What is expected: Retype all of the data below line for line, keeping every character unchanged.

Pointing records for named objects:
• • • • • • •
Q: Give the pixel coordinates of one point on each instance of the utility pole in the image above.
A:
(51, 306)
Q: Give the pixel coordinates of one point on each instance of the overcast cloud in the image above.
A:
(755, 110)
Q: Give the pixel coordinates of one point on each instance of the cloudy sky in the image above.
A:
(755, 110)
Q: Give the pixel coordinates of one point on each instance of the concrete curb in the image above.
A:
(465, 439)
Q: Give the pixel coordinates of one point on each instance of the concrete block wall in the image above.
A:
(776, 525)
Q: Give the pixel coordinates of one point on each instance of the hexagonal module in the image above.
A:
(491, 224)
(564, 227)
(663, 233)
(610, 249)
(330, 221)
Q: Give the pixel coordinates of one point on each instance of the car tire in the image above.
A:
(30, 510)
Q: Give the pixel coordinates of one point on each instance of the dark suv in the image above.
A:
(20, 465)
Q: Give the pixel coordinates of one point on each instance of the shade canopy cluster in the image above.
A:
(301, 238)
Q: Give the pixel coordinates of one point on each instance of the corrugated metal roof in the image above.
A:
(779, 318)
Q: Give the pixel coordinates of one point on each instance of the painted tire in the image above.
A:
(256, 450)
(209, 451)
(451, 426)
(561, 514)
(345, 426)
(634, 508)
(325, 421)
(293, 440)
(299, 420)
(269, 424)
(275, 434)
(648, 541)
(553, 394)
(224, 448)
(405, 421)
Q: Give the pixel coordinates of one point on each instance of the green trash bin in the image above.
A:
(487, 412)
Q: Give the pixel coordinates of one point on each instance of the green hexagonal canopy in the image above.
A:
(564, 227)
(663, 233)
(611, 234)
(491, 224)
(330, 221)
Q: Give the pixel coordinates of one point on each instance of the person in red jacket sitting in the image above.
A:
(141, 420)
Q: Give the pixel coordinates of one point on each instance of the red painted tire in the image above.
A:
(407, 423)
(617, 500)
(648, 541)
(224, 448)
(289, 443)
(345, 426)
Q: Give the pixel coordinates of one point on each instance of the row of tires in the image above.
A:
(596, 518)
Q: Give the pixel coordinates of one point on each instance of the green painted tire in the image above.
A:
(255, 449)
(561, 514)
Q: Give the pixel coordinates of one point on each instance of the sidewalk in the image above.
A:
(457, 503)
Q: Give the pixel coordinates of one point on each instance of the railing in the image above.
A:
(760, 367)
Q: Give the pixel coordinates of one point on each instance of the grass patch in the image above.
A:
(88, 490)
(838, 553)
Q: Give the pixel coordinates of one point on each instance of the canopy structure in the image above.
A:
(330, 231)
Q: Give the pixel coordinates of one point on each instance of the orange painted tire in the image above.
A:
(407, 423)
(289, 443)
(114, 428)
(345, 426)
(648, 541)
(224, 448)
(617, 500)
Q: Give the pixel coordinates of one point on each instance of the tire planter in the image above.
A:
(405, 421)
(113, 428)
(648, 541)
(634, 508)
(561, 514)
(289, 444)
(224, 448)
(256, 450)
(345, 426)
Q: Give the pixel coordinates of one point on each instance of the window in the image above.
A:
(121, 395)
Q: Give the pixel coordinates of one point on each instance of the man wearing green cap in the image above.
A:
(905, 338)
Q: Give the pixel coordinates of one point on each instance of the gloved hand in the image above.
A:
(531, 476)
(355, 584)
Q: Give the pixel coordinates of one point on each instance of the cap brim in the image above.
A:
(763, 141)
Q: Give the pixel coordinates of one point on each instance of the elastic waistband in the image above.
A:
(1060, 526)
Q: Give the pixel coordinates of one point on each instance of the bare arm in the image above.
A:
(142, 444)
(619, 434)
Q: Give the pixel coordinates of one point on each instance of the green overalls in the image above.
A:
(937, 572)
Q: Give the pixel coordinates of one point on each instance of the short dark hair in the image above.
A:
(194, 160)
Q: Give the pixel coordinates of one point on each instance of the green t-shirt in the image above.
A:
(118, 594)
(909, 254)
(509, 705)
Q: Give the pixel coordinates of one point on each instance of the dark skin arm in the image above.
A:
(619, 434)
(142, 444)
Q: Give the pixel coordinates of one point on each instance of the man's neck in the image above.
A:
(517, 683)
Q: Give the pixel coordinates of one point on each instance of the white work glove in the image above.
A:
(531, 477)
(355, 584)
• • • • • • •
Problem solution:
Q: Give the pixel coordinates of one point on each instance of the utility pole in the image above.
A:
(51, 306)
Q: Give the pixel coordinates of one point on each instance of the overcast cloud in the image above.
A:
(755, 110)
Q: Give the pixel coordinates of one point on each instance of the cloudy sky in the image above.
A:
(755, 110)
Q: Give the pixel coordinates of one point on each instance of the concrete curb in the image above.
A:
(465, 439)
Q: Give the pixel coordinates of one point on each instance of the concrete block wall in the image above.
A:
(776, 525)
Q: Give the pixel coordinates of one point on each instance of the hexagonal module in the image above.
A:
(491, 224)
(564, 227)
(663, 233)
(610, 249)
(330, 221)
Q: Give the pixel coordinates of one point on each instance of the car tire in the image above.
A:
(30, 510)
Q: Give the pixel coordinates of one point on each instance of the dark suv in the image above.
A:
(20, 465)
Q: Give the pixel coordinates of one point on each instance of the shade canopy cluster in the image above.
A:
(301, 238)
Q: Give the pixel coordinates of one point on each instance of the corrugated metal roof in the image above.
A:
(779, 318)
Q: Give the pixel coordinates of one point on each instance of the painted tire in the image above.
A:
(256, 450)
(209, 451)
(451, 426)
(561, 514)
(345, 426)
(634, 508)
(325, 421)
(293, 440)
(299, 420)
(269, 424)
(275, 434)
(648, 541)
(553, 394)
(224, 448)
(405, 421)
Q: Give the pixel coordinates of one point on each instance of the green trash bin in the image above.
A:
(487, 412)
Q: Give the pixel coordinates of one point on each instance of the green hexagonal canopy in the image above.
A:
(564, 227)
(663, 233)
(611, 234)
(491, 224)
(330, 221)
Q: Give the pixel coordinates of one point on each instance of the person in red jacket sitting in the image above.
A:
(141, 420)
Q: Give the pixel coordinates of one point on each instance of the red painted tire in the image above.
A:
(407, 423)
(617, 500)
(648, 541)
(224, 448)
(289, 443)
(345, 426)
Q: Give the pixel coordinates of one point on each instance of the row of tires in the image above.
A:
(596, 518)
Q: Give the pixel coordinates of one point on each instance of the green painted tire in the image above.
A:
(255, 449)
(561, 514)
Q: Give the pixel coordinates of one point on each instance of the sidewalk in the image above.
A:
(457, 503)
Q: Give the pixel coordinates of one point on each instance of the railing in the image above.
A:
(760, 367)
Q: Give the pixel coordinates of one point on each instance of the grass patch in the image above.
A:
(88, 490)
(838, 553)
Q: Give the pixel coordinates of one point on each instance of the canopy structure in the image above.
A:
(330, 231)
Q: Give the pixel coordinates of one point on each instance of the orange painted tire in the image above.
A:
(407, 423)
(289, 443)
(114, 428)
(345, 426)
(648, 541)
(224, 448)
(617, 500)
Q: Give the pixel coordinates of one point on each instance of the tire planter in the image above.
A:
(405, 421)
(113, 428)
(648, 541)
(634, 508)
(561, 514)
(289, 444)
(224, 448)
(256, 450)
(345, 426)
Q: Give the pixel coordinates of one point on each instance of the window in the image above.
A:
(121, 395)
Q: Give the pixel coordinates of one point on each instance of the man wearing green cap in the image above.
A:
(905, 338)
Q: Give the pixel coordinates of one point on each instance of the gloved hand in the image above.
A:
(531, 476)
(355, 584)
Q: Give the pixel coordinates of one point on each instance of the cap brim in the image above.
A:
(763, 141)
Q: Give the pixel coordinates of one point on each instance of the elastic waistband in the image above.
A:
(1060, 526)
Q: Give the pixel coordinates of one point on each instance of the bare arm in the image above.
A:
(142, 444)
(619, 434)
Q: Give the pixel coordinates of one point on each instance of the green overalls in the image above.
A:
(937, 572)
Q: Give the pixel coordinates of one point on each instance of the short dark hair in the image above.
A:
(194, 160)
Q: Give the pixel coordinates of one point on each instance of the green t-shirt in the image above.
A:
(118, 594)
(909, 254)
(509, 705)
Q: Give the pixel coordinates of one point on each instance of the dark skin arm in the image above.
A:
(619, 434)
(142, 444)
Q: Give the pixel coordinates of one point on each instance of the man's neck in the image above.
A:
(517, 683)
Q: Give the pixel coordinates of one point on each instance of the white work glove in the image above.
A:
(531, 477)
(355, 584)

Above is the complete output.